▶ Gösterilen metin
----

Mümkün olan her yerde veya ideal bir durumda, kılavuz değerlerinin türetilmesinde, normalde içme suyunda alınan toplam günlük alımın oranına ilişkin veriler (gıda, içme suyu, tüketici ürünleri, toprak ve havadaki ortalama seviyelere dayanarak) veya ilgili maddelerin fiziksel ve kimyasal özelliklerine dayanılarak tahmin edilen alım verileri kullanılır. Kimyasallara maruz kalmanın temel kaynakları genellikle gıda (örneğin pestisit kalıntıları) ve su olduğundan, mümkün olduğunda her iki kaynaktan gelen maruz kalmayı nicelleştirmek önemlidir. Bu süreci bilgilendirmek için, dünyanın farklı yerlerinde gıda alımı hakkında mümkün olduğunca yüksek kaliteli veri toplanması arzu edilir. Toplanan veriler daha sonra alımın ne kadarının gıdadan ne kadarının içme suyundan geldiğini tahmin etmek için kullanılabilir. Ancak, çoğu kirletici için, çeşitli maruz kalma kaynaklarından, özellikle gıda ve içme suyundan gelen veriler yalnızca gelişmiş ülkelerden mevcuttur.
Yeterli maruz kalma verisinin olmadığı veya diğer ortamlardan birinde veya birden fazlasında yaygın olarak bulunması hakkında belgeli kanıtların olduğu durumlarda (yani hava, gıda, toprak veya tüketici ürünleri), toplam günlük alımın içme suyuna normal tahsisi, kapsamlı deneyime dayanarak makul bir maruz kalma seviyesini yansıtan ve yine de koruyucu olan %20’dir (taban değeri) (Krishnan & Carrier, 2013). Bu değer, aşırı muhafazakâr olduğu tespit edilen önceki %10 tahsisinden bir değişikliği yansıtır. Kimyasallar kademeli olarak yeniden değerlendirilirken, genel maruz kalma yeniden gözden geçirilecek ve uygunsa varsayılan tahsis faktörü %10’dan %20’ye çıkarılacaktır. Bu nedenle, daha eski kılavuz değerlerin tümü bu değişikliği yansıtmaz. Bazı durumlarda, bazı DBP’ler gibi klorlama yan ürünlerinin ana (ve muhtemelen tek) maruz kalma kaynağı olduğuna dair açık kanıtlar vardır; bu tür durumlarda tahsis, diğer kaynaklardan bazı maruz kalmalara hala izin veren %80’e kadar yüksek olabilir (tavan değeri) (Krishnan & Carrier, 2013). Kimyasal ve bağlama özgü tahsis faktörleri maruz kalma verileri veya modelleri kullanılarak geliştirilebildiğinde, uygulanan tahsis faktörü yine de taban ve tavan değerleri (yani %20-80) ile sınırlandırılmalıdır.

----

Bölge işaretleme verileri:
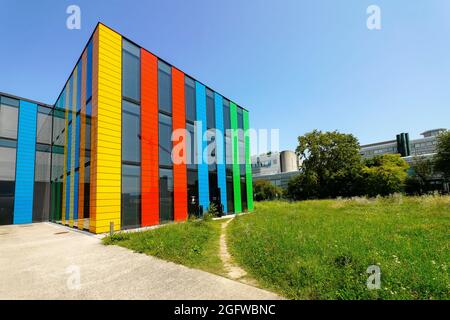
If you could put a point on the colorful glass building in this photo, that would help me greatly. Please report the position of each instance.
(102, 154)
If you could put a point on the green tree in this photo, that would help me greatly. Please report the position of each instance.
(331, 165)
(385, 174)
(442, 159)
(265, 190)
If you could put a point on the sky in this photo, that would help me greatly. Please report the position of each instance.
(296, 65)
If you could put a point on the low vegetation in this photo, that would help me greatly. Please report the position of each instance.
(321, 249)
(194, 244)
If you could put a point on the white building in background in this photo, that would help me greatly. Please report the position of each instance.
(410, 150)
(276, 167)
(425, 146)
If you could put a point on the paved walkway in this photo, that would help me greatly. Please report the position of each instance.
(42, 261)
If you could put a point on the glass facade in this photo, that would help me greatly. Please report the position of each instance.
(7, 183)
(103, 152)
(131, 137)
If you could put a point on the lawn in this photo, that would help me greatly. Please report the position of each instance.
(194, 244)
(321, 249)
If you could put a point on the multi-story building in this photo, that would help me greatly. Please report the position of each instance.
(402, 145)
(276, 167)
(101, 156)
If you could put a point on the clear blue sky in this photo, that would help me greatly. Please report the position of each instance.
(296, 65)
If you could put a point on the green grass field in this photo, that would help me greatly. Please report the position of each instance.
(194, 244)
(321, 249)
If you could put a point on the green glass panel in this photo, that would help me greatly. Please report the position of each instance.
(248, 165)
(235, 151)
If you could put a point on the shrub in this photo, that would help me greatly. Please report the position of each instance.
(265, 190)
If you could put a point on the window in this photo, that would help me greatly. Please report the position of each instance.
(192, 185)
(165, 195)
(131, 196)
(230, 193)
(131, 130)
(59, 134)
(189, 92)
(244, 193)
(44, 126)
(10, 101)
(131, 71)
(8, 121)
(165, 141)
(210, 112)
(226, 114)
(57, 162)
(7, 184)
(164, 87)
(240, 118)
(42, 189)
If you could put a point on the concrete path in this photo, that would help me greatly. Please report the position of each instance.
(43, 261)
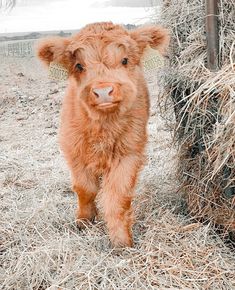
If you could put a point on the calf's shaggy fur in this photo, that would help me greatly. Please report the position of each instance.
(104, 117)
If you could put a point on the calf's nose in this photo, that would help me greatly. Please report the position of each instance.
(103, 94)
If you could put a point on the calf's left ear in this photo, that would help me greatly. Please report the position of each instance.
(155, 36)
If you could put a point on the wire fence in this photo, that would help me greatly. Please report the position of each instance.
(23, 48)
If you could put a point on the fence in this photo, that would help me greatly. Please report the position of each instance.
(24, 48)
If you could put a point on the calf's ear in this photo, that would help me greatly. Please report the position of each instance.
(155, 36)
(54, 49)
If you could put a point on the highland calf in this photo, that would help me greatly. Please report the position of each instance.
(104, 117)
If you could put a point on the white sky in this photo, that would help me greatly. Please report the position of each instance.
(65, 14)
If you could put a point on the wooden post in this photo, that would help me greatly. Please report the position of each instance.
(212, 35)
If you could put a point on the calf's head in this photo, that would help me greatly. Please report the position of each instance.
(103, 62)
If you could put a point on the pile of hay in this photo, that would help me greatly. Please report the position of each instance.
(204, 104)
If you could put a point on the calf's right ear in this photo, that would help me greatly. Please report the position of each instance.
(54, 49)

----

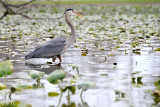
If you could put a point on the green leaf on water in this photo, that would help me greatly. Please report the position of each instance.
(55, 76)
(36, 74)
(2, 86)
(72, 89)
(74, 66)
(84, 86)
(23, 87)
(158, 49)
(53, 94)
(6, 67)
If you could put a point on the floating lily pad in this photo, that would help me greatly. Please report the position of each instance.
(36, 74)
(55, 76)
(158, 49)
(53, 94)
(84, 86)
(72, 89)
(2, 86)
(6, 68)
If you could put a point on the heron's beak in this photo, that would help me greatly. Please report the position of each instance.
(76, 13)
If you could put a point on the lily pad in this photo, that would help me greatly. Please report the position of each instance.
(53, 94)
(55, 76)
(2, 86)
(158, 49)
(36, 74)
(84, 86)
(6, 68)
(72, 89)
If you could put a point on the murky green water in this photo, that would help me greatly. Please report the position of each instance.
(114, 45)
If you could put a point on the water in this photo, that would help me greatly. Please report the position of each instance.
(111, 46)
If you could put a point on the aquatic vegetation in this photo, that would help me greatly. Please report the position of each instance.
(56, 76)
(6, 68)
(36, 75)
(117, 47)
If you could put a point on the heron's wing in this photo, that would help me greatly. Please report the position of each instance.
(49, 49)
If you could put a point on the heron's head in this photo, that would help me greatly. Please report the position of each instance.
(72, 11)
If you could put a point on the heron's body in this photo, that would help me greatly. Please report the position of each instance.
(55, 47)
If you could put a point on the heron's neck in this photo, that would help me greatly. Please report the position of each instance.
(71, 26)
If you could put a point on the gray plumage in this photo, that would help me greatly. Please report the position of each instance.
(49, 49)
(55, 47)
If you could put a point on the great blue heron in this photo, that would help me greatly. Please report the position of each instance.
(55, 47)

----

İçme suyuna ayrılan tahsis faktörleriyle ilgili metni son cümlesinden sonra sürdürün.

Pestisitler: Mevcut gıda maruz kalma verileri bu yolla ki maruz kalmanın minimal olduğunu gösterse bile, varsayılan %20 tahsis faktörü kullanılır. Bunun nedeni, mevcut gıda maruz kalma verilerinin genellikle bu yoldaki maruz kalmanın daha yüksek olabileceği gelişmekte olan ülkelerden bilgi içermemesi. Tahsis faktörü seçiminin ardındaki gerekçenin ayrıntılı bir açıklaması, değerlendirmenin temel bir bileşenidir. Bu, Üye Devletlerin, yerel koşulların dikkate alınması gereken durumlarda, kılavuz değerleri ulusal standartlara dahil etme veya uyarlama konusunda uygun kararlar vermelerine yardımcı olur. Ayrıca, kılavuz değer aşılırsa potansiyel riskler hakkında karar vermede de yardımcı olur. Genel bir prensip olarak, kirletici konsantrasyonlarını mümkün olduğunca düşük tutmak ve kılavuz değerine kadar artmasına izin vermemek için çaba gösterilmelidir. Seçilen değerler, çoğu durumda, sudaki kirleticilerin ek alım yollarını (yani inhalasyon ve dermal emilim) hesaba katmak için yeterli olsa da belirli koşullar altında (örneğin sınırlı havalandırma), yetkililer kılavuz değerlerini yerel koşullara uyarlarken inhalasyon ve dermal maruz kalmayı dikkate almayı tercih edebilirler (bkz. bölüm 8.2.9).
Esansiyel Elementler: Bazı elementler insan beslenmesi için gereklidir. Kılavuz değerleri geliştirirken ve tahsis faktörlerini göz önünde bulundururken, önerilen minimum günlük alımı ve gıdadan kaynaklanan maruz kalmayı dikkate almak ve tahsisin, gereklilik ile görünür bir çatışmaya yol açmamasını sağlamak gerekir.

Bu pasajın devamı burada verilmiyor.